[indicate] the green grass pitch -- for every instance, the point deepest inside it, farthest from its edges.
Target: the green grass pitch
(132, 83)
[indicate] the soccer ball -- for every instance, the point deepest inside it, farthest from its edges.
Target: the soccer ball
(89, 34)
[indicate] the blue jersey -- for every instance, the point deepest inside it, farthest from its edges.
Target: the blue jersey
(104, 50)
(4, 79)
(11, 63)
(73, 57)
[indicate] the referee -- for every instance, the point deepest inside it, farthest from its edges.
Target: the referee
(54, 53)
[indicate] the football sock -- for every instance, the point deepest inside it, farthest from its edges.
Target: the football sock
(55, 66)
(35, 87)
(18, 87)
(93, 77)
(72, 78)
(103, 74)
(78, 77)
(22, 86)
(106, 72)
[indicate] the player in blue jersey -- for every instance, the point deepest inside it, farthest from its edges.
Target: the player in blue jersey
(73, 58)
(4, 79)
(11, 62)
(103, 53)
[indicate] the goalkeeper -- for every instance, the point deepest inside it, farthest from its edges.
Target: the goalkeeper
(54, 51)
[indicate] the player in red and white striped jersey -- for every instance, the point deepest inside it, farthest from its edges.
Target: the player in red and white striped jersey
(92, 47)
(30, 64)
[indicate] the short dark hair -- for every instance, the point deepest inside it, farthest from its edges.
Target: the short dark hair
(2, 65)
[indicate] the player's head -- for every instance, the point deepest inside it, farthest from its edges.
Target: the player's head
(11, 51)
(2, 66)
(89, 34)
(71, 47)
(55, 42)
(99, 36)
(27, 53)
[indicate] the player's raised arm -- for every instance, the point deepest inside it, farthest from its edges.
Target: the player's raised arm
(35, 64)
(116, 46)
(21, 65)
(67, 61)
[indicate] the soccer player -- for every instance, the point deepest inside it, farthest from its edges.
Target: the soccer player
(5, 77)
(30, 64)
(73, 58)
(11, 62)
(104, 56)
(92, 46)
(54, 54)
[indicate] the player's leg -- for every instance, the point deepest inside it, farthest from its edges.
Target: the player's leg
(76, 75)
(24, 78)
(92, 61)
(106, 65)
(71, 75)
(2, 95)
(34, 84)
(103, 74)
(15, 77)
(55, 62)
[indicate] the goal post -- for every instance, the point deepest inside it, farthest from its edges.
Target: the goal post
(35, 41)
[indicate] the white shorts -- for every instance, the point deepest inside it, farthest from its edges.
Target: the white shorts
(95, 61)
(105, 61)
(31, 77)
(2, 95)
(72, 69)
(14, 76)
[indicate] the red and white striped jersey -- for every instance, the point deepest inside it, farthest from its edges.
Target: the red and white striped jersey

## WHAT THE TASK ASKS
The line with "[indicate] the football" marks the end; reproduce exactly every line from the start of the entries up to it, that line included.

## EXERCISE OUTPUT
[indicate] the green grass pitch -- for every instance, the point deepest inside it, farthest from its edges.
Target: the green grass pitch
(132, 83)
[indicate] the soccer ball -- for every instance, the point deepest inside it, farthest from its edges.
Target: the soccer ball
(89, 34)
[indicate] the blue jersey -- for every instance, the point deepest inside it, farthest from its edges.
Target: the blue jersey
(104, 50)
(4, 79)
(11, 63)
(73, 57)
[indicate] the referee -- for every instance, the point deepest inside it, farthest from its edges.
Target: the referee
(54, 53)
[indicate] the football sock -- for every instance, the point deepest inside it, farthest from its edges.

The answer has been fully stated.